• [Document]:

★ ★ ★ ★ ★ ★ ★

# how to convince wife to goto marriage counseling?



## jake999 (Sep 21, 2011)

I normally don't seek outside help for problems but I cannot figure out what to do so I am hoping that some opinions from you all would help me.

I have been married to my wife for 8 years. We have gone through a lot together, including having more money than we know what to do with and not having enough for too long. We have 2 wonderful kids together. One child she had before we met and I fully legally adopted. I am especially thankful I did that now since our marriage seems to be ending and the adoption will help protect my rights to the child.

I have been the sole financial provider to our family for the whole time. This is partly because my earning potential was higher, and partly because we both agreed that having a stay-at-home mother would be beneficial for our children.

Now that our kids are growing older (13 & 9), she wants to attend college to get on a good career path. I am fully supportive of this and actually wish she had been more dedicated to that previously. She has completed one semester so far.

My job normally allows me to be home or in our city 95% of the time. However, about 3 months ago I was forced to begin traveling out of town a lot more (4 days per week). I took the family with on two of the trips and we had a great time since one of them was in a very fun area.

About a month ago I took one of my child's privileges away and my wife got very mad. I thought the punishment was justified but she said that I cannot just come home after being gone and start disciplining the children as if I never left. In hindsight, I agree that I was too strict and too reactionary. That night she slept in our guest bedroom. Unfortunately, I had to travel again the next night so I didn't even really try to reconcile with her.

She has been sleeping in that guest room ever since then. I requested to my work that my travel be cut down and I have been home the last 4 out of 6 weeks. She informed me 3 weeks ago that she was on the fence about splitting up and would be making her decision soon. I tried my best to remain positive and encouraged her that we should go to a marriage counselor.

She has been going out almost every night with two friends that she barely hung out with before. She has been friends with them for years but really only hung out with them once a month. Last week she confronted me about seeing a counselor and said, "if you are going to be traveling next week, how can we even see a counselor?" I was frustrated that I had been home this whole time and now that I had a trip coming up that she was going to blame not seeing a counselor on me. I told her that and she said basically that she wanted to see a counselor but based on my response she is no longer interested.

Two days ago she informed me that she saw a divorce attorney and that she wants to split. I really don't want that to happen. Her most common response is that it's time for her to do things for herself and stop putting me first, and the only way she can do that is on her own since she says I don't support her.

I feel that a counselor could help us tremendously and save the marriage but I cannot get her to go. I love her and am confident we can resolve our problems if given the chance.

Any suggestions?


----------

★ ★ ★ ★ ★ ★ ★

• [Source excerpt]:
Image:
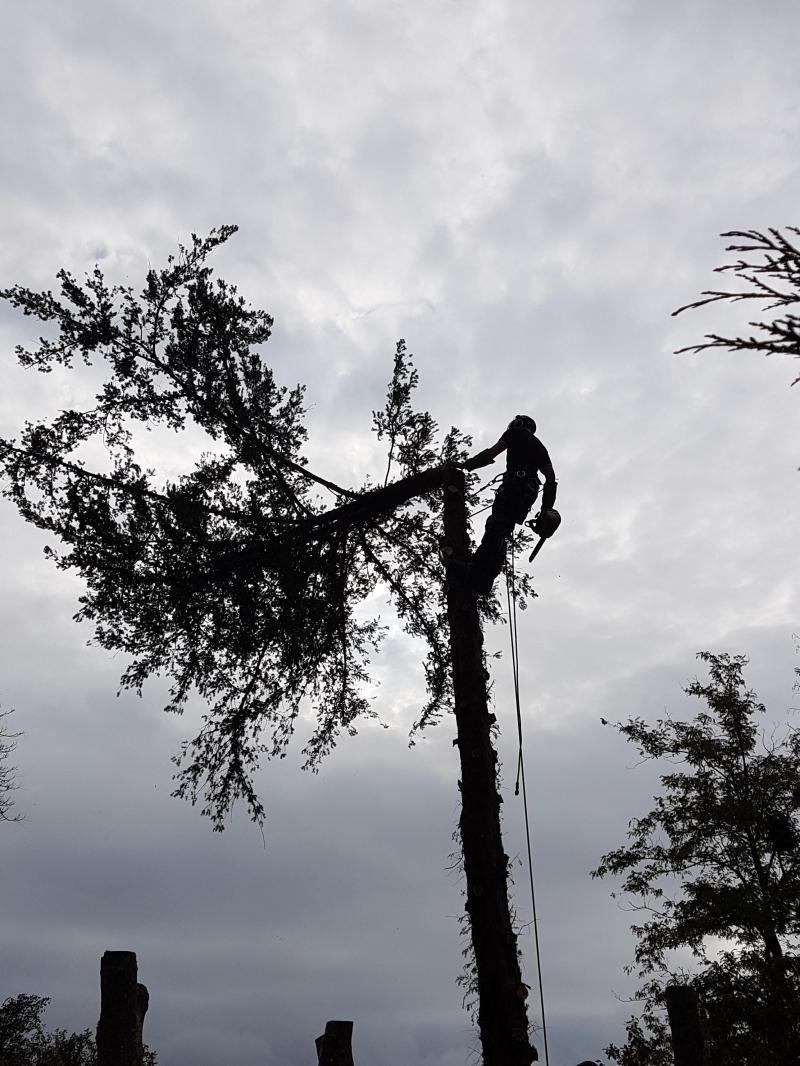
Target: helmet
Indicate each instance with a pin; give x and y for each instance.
(523, 421)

★ ★ ★ ★ ★ ★ ★

• [Requests]:
1: Decide whether each statement below agrees with the forum post. Answer yes or no for each, and quote the words of the forum post that decide it.
(a) The writer has provided all of the family's income throughout the marriage.
(b) The writer began traveling out of town four days per week about a year before the post.
(c) The wife has finished two semesters of college.
2: Render this sentence from the forum post in Spanish: "I feel that a counselor could help us tremendously and save the marriage but I cannot get her to go."

• [Solution set]:
1:
(a) Yes: "I have been the sole financial provider to our family for the whole time."
(b) No: "about 3 months ago I was forced to begin traveling out of town a lot more (4 days per week)."
(c) No: "She has completed one semester so far."

2: Siento que un consejero podría ayudarnos enormemente y salvar el matrimonio, pero no consigo que ella vaya.